__Suas tarefas__:
1 - Segundo a reportagem sobre brasileiros que cursam Medicina no Paraguai, em que cidade Luciana Mourão tinha uma franquia?
2 - Escreva a continuação da reportagem sobre brasileiros que cursam Medicina no Paraguai, começando após a última frase apresentada.

__Trecho do texto__:
-=-=-=-=-
Já graduados e até irmãos migram em busca do diploma

O Estado de S.Paulo
por Fabiana Cambricoli

29/09/19 - Se nas faculdades brasileiras o perfil predominante de alunos de Medicina é de jovens recém-saídos da adolescência e de classe alta, nas escolas médicas do Paraguai o grupo é mais diverso. Embora os jovens também sejam maioria por lá, há muitos casos de pessoas mais velhas, já formadas em outra área, que abandonaram emprego e casa no Brasil para cursar Medicina no exterior. A maioria toma a decisão depois de algum conhecido se aventurar e conseguir o diploma.

“Inicialmente meus pais me pediram para vir com meu irmão porque ele era muito jovem e achávamos que a região era perigosa. Então pensei que, já que eu ia morar aqui, poderia fazer Medicina também”, conta Luciana Mourão, de 36 anos. Formada em Economia e Design de Interiores, ela tinha uma franquia em Rondonópolis (MT). Vendeu o negócio e viajou com o irmão Lucio, de 21. “Hoje peguei gosto pela profissão”, conta ela.
-=-=-=-=-
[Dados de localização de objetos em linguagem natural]
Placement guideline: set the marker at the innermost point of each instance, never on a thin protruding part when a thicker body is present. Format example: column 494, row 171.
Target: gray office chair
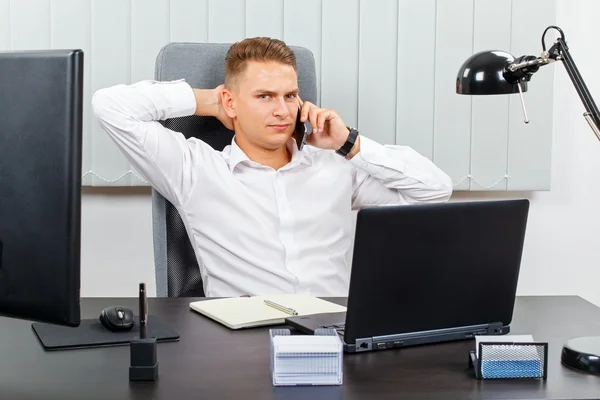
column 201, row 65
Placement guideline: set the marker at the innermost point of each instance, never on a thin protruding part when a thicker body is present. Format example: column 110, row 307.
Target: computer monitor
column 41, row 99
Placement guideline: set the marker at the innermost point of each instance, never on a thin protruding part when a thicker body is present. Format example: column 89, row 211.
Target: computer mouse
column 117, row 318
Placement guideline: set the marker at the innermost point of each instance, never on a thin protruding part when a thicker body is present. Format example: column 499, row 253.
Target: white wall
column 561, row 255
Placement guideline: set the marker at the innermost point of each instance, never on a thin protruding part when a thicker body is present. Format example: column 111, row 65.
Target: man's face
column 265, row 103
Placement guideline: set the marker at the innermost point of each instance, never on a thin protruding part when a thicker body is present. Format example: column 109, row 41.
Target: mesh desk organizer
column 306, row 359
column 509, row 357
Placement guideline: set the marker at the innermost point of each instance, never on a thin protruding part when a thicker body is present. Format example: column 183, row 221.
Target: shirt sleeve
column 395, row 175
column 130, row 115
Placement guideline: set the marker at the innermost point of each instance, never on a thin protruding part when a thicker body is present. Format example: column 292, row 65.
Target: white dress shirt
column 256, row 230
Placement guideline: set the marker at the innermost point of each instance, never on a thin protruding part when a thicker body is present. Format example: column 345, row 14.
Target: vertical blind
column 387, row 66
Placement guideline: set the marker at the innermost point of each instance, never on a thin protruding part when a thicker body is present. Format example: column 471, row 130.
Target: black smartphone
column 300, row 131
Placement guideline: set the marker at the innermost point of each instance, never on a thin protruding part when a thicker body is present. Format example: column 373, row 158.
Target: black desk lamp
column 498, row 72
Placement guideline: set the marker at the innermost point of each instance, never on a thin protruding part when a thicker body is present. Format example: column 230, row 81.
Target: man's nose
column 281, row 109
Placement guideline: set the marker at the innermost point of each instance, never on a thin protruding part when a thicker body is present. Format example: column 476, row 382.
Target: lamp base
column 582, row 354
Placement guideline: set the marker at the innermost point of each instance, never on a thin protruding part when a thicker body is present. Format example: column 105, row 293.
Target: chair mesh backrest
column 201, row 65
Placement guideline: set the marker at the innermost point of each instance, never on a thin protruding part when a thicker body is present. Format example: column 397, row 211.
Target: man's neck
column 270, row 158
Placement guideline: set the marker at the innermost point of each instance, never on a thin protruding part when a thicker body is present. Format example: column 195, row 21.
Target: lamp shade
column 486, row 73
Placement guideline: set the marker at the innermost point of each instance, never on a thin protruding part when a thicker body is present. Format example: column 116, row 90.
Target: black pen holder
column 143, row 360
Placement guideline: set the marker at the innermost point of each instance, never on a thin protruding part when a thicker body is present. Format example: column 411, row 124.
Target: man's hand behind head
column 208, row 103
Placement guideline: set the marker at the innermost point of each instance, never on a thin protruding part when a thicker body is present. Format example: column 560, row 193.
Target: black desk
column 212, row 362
-=-=-=-=-
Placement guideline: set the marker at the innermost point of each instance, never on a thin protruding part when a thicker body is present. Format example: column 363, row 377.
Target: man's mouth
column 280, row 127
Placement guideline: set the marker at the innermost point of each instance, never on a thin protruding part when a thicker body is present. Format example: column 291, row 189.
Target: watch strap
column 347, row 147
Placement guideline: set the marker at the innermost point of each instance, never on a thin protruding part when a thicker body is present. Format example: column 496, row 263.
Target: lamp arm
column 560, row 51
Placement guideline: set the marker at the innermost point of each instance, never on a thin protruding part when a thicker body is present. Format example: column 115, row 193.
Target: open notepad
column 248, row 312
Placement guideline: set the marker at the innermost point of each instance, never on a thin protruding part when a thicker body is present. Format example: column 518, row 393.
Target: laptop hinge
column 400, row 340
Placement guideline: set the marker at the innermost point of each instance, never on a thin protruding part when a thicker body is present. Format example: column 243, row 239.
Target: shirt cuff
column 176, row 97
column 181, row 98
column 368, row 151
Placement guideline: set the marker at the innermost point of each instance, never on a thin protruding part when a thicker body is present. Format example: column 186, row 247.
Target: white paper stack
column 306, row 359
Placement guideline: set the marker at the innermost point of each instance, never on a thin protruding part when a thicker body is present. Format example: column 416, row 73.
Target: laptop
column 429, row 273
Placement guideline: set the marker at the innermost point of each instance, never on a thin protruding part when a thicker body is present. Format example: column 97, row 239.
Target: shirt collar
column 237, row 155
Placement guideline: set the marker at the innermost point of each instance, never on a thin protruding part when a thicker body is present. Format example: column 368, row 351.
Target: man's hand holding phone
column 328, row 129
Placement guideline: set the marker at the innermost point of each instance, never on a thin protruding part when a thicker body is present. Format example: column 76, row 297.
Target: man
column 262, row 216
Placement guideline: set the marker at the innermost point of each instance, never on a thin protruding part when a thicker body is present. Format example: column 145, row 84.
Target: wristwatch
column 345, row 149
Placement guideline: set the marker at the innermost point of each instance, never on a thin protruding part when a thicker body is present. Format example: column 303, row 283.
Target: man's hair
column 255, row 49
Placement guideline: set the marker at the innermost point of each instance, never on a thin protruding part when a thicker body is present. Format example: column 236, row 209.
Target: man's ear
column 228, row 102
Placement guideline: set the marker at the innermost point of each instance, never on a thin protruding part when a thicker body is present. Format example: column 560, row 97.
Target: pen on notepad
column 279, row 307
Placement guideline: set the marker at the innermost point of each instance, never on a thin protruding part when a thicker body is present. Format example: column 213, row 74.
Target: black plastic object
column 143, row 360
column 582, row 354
-=-=-=-=-
__Respostas numeradas__:
1 - Em Rondonópolis (MT).

2 -
Como Luciana e Lucio, muitos dos estudantes no Paraguai são do Centro Oeste. Há também muitos nascidos no Norte. A justificativa se dá pelo acesso facilitado à região da fronteira e pelo baixo número de vagas de Medicina nessas regiões. Segundo o último Censo da Educação Superior, com dados de 2018, as universidades brasileiras ofereceram no ano passado 35,6 mil vagas para novos alunos de Medicina, mas o número de inscritos para vestibulares da carreira passou de 1 milhão, uma média de 28 candidatos por vaga.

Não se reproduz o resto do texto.